▶ **Entries provided**:
** Start **

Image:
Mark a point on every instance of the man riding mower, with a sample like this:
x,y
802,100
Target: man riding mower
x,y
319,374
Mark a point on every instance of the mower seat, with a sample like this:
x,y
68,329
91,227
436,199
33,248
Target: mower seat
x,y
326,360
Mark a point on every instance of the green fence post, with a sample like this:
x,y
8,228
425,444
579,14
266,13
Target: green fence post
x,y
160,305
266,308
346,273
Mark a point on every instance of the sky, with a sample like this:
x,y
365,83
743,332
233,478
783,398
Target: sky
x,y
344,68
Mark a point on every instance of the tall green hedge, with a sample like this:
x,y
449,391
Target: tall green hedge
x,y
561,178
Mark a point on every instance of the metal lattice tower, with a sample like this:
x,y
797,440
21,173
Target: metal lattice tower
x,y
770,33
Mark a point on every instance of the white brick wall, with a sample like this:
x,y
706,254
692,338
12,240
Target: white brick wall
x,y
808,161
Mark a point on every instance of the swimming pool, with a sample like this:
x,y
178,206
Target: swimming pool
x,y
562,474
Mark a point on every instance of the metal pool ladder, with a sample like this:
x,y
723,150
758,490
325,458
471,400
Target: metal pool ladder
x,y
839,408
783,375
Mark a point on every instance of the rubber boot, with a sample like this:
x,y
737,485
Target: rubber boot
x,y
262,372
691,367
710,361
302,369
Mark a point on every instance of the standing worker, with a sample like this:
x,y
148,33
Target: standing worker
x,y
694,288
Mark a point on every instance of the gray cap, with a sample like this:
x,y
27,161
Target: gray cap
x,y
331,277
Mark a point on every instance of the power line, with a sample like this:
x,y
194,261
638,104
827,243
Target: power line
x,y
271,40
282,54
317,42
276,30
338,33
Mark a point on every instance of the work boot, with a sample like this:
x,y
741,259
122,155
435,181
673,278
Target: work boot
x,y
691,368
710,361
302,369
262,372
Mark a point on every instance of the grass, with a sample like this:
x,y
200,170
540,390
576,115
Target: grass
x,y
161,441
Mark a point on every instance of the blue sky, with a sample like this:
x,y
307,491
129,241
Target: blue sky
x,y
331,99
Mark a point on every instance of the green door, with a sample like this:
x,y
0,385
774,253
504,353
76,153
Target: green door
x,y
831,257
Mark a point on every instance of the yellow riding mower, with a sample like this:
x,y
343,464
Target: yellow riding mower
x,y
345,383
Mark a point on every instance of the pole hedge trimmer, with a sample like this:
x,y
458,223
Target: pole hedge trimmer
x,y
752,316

** End **

▶ **Your objective**: Write out every line of the records above again, word for word and in the same order, from the first line through the last.

▶ **Output**:
Image:
Mark a point on every instance of the man riding mower, with a sample like this:
x,y
802,100
Target: man riding mower
x,y
319,374
Mark a point on every instance of the mower seat, with a sample like this:
x,y
68,329
91,227
436,199
33,248
Target: mower seat
x,y
326,360
Mark a point on every instance of the green fence post, with a sample like this:
x,y
8,228
425,444
579,14
266,13
Target: green fence post
x,y
160,305
266,308
346,273
Mark a point on every instance of the sky, with a sample like this:
x,y
365,83
743,332
233,478
783,398
Target: sky
x,y
344,68
Mark a point on every instance of the tall green hedge, with a sample like this:
x,y
449,391
Target: tall green hedge
x,y
561,178
Mark a point on every instance of the metal lattice tower, with a sample like this:
x,y
797,440
21,173
Target: metal lattice tower
x,y
770,33
Mark a point on every instance of the white brick wall, with a sample like this:
x,y
706,254
692,338
12,240
Target: white brick wall
x,y
808,161
Mark a point on every instance of the swimming pool, with a sample like this:
x,y
178,206
Target: swimming pool
x,y
562,474
Mark a point on every instance of the metal pool ladder, with a sample like this:
x,y
723,150
758,490
325,458
471,400
Target: metal pool ladder
x,y
839,408
783,375
Mark a point on every instance of the rubber boot, with a sample like this:
x,y
737,485
Target: rubber boot
x,y
262,372
691,367
710,361
302,369
Mark a point on every instance of the standing worker, with a sample like this:
x,y
148,33
Target: standing worker
x,y
694,288
Mark a point on every instance of the gray cap, with a sample like this:
x,y
27,161
Target: gray cap
x,y
331,277
Mark a point on every instance of the power line, with a sample like this:
x,y
194,261
638,104
827,243
Target: power line
x,y
271,40
282,54
317,42
276,30
338,33
Mark a point on every instance of the work boot, with a sample like this:
x,y
741,259
122,155
435,181
673,278
Target: work boot
x,y
691,368
710,361
302,369
262,372
Mark a point on every instance of the grass, with a sample like this:
x,y
200,170
540,390
576,115
Target: grass
x,y
161,441
Mark a point on every instance of the blue sky, with a sample like this:
x,y
307,491
129,241
Target: blue sky
x,y
331,99
Mark a point on every instance of the green door, with a sample like this:
x,y
0,385
774,253
504,353
76,153
Target: green door
x,y
831,257
Mark a point on every instance of the yellow riding mower, with a sample like this:
x,y
343,464
Target: yellow riding mower
x,y
345,383
Mark a point on every instance of the pole hedge trimmer, with a sample like this:
x,y
458,223
Target: pole hedge trimmer
x,y
752,316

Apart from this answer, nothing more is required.